Proof. Let $U' \to X'$ be the object of $X'_{spaces, {\acute{e}tale}}$ corresponding to the object $U \to X$ of $X_{spaces, {\acute{e}tale}}$ via (75.9.1.1). The morphism $U' \to X'$ is étale and universally injective, hence an open immersion, see Morphisms of Spaces, Lemma 66.51.2. $\square$

Finite order thickenings. Let $i_ X : X \to X'$ be a thickening of algebraic spaces. Any local section of the kernel $\mathcal{I} = \mathop{\mathrm{Ker}}(i_ X^\sharp ) \subset \mathcal{O}_{X'}$ is locally nilpotent. Let us say that $X \subset X'$ is a finite order thickening if the ideal sheaf $\mathcal{I}$ is “globally” nilpotent, i.e., if there exists an $n \geq 0$ such that $\mathcal{I}^{n + 1} = 0$. Technically the class of finite order thickenings $X \subset X'$ is much easier to handle than the general case. Namely, in this case we have a filtration

$0 \subset \mathcal{I}^ n \subset \mathcal{I}^{n - 1} \subset \ldots \subset \mathcal{I} \subset \mathcal{O}_{X'}$

and we see that $X'$ is filtered by closed subspaces

$X = X_0 \subset X_1 \subset \ldots \subset X_{n - 1} \subset X_{n + 1} = X'$

such that each pair $X_ i \subset X_{i + 1}$ is a first order thickening over $B$. Using simple induction arguments many results proved for first order thickenings can be rephrased as results on finite order thickenings.

- _Recorded data_
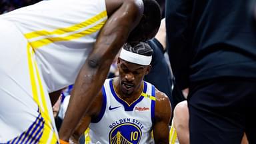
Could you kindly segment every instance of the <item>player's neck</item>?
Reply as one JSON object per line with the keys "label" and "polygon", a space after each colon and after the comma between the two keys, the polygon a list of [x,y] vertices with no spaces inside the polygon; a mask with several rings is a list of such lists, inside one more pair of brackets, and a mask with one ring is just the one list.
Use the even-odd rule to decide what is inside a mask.
{"label": "player's neck", "polygon": [[132,94],[125,95],[121,90],[119,79],[114,79],[113,85],[114,85],[113,86],[114,86],[115,91],[117,95],[118,95],[118,97],[121,98],[123,100],[125,101],[129,104],[131,104],[135,101],[136,101],[138,99],[138,97],[141,96],[143,89],[143,83],[141,83],[139,88],[137,89],[135,89],[134,92]]}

- _Requests_
[a] In the passage on thickenings, what condition makes $X \subset X'$ a finite order thickening?
[b] Update the passage on thickenings by writing out everything from "and we see that" down to "on finite order thickenings." with "simple" changed to "elementary".

- _Outputs by task_
[a] There must exist an $n \geq 0$ such that $\mathcal{I}^{n + 1} = 0$, meaning the ideal sheaf $\mathcal{I}$ is globally nilpotent.

[b]
and we see that $X'$ is filtered by closed subspaces

$X = X_0 \subset X_1 \subset \ldots \subset X_{n - 1} \subset X_{n + 1} = X'$

such that each pair $X_ i \subset X_{i + 1}$ is a first order thickening over $B$. Using elementary induction arguments many results proved for first order thickenings can be rephrased as results on finite order thickenings.